─── Text section
Horace Ascher Brodzky (30 January 1885 – 11 February 1969) was an Australian-born artist and writer most of whose work was created in London and New York. His work included paintings, drawings and linocuts, of which he was an early pioneer. An associate in his early career of many leading artists working in Britain of his period, including Henri Gaudier-Brzeska, Mark Gertler, and members of the Vorticism movement, he ended his life relatively neglected.

Early life
Brodzky was born in Kew, Melbourne in 1885 to the Australian journalist Maurice Brodzky (a Jewish immigrant to Australia from Poland), and his wife Flora, née Leon. In his youth he assisted his father in the production of the magazine Table Talk.

Brodzky studied initially at the National Gallery School in Melbourne. In 1904 his father was bankrupted after exposing corruption, and Horace moved with his family to San Francisco.
──────
─── Exercise data
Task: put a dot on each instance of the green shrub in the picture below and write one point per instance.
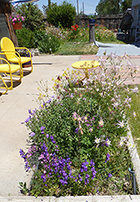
──────
_Questions_
**a.** In the text about Horace Brodzky, to which city did his family move in 1904?
**b.** Decide whether each statement agrees with the text about Horace Brodzky, giving yes or no and quoting the words of the text that decide it: (i) Brodzky was born in Sydney. (ii) As a young man, Brodzky helped his father produce the magazine Table Talk. (iii) Brodzky remained widely celebrated at the end of his life.
**c.** Carry on the text about Horace Brodzky from the point where it stops.

_List of answers_
**a.** They moved to San Francisco.

**b.**
(i) No: "Brodzky was born in Kew, Melbourne in 1885"
(ii) Yes: "In his youth he assisted his father in the production of the magazine Table Talk."
(iii) No: "he ended his life relatively neglected"

**c.**
London
In 1908, Brodzky went to London where he studied during 1911 at the City and Guilds South London Technical Art School. He became an acquaintance and follower of Walter Sickert. Amongst his friends was Henri Gaudier-Brzeska who created in 1913 a portrait bust of Brodzky (now in the Tate Gallery, London), and whose biography he wrote in 1933. Brodzky is said to have been so engrossed in talk when he visited Gaudier-Brzeska's studio in the King's Road, that he missed the last bus to Herne Hill where he lived. Brodzky travelled to Italy with the poet  John Gould Fletcher  and this led to his first London exhibition, "Paintings and Sketches of Italian and Sicilian Scenes" (c. 1911), of which one painting was selected for the 1912 Venice Biennale.  He was in fact the first Australian to be exhibited at the Biennale. In 1914 his work was exhibited along with that of other Jewish artists, including Mark Gertler and David Bomberg, in the Whitechapel Gallery. Brodzky became a member of The London Group. During this period he was a pioneer of the technique of linocut, in which medium he has been said to have "excelled". His early oils reveal the influence of both Gertler and Bomberg. Among his works of this period are portraits of Jacob Epstein and Jacob Kramer.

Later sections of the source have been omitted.